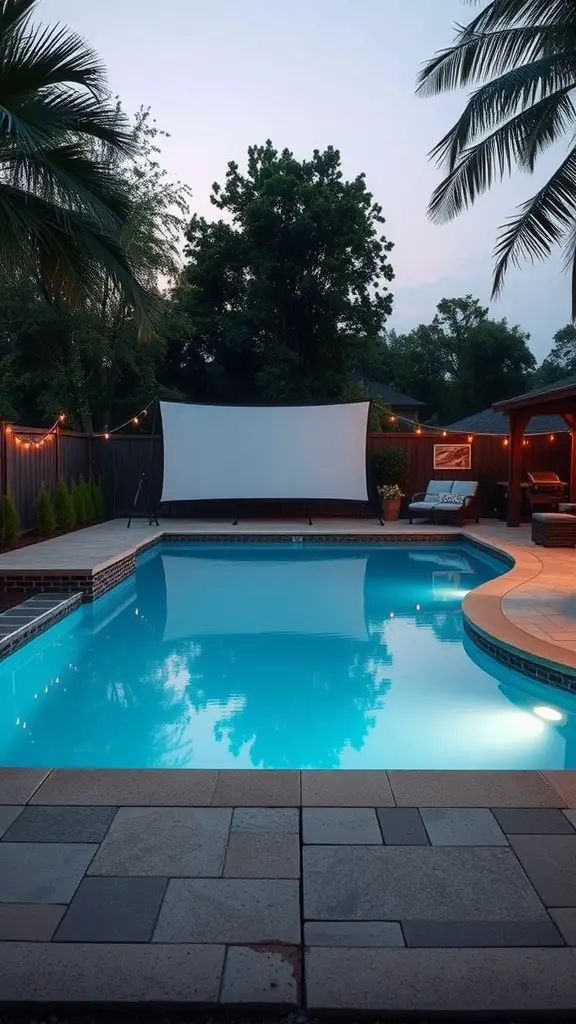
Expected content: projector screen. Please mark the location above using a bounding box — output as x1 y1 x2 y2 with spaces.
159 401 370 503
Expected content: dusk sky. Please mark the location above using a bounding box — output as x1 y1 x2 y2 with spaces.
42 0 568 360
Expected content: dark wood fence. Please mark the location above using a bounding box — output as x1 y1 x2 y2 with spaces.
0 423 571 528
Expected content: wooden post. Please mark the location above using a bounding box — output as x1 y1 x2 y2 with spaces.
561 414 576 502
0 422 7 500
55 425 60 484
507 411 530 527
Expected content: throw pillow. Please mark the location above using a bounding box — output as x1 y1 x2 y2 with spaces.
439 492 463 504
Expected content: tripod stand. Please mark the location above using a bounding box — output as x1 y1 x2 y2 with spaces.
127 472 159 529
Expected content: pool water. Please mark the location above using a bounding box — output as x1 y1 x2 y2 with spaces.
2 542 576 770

**Directions for this task:**
Output everything in the material exactly. Pictures stay out of it.

**Completed task:**
Expected content: projector screen. Please mark the location above using a bounding box — output as x1 y1 x2 y2 with spaces.
159 401 370 503
Expected content: dusk sky. Please mark the location above using a bounding box — output as x1 y1 x2 y2 with spaces.
42 0 568 360
Expected content: dark wood fence. Please mark the location above using a bounding box — output as x1 y1 x2 y2 with spaces.
0 423 571 528
Expected content: wooden post. Please mark the location above using a bounding box — output as x1 y1 x2 y2 with spaces.
561 414 576 502
0 422 7 500
55 425 60 484
507 411 530 527
Expected content: throw pillow. Please mark the location above using a bounding box — output as x1 y1 x2 y2 with spaces.
439 492 463 504
Expected content: tripod stand. Please mark the location above using a bounding box — output as x1 y1 x2 y2 with spaces.
127 472 159 529
Expected content: pool water. Please mark the location above using a bounding box — output as x1 y1 x2 y2 with spaces.
2 542 576 770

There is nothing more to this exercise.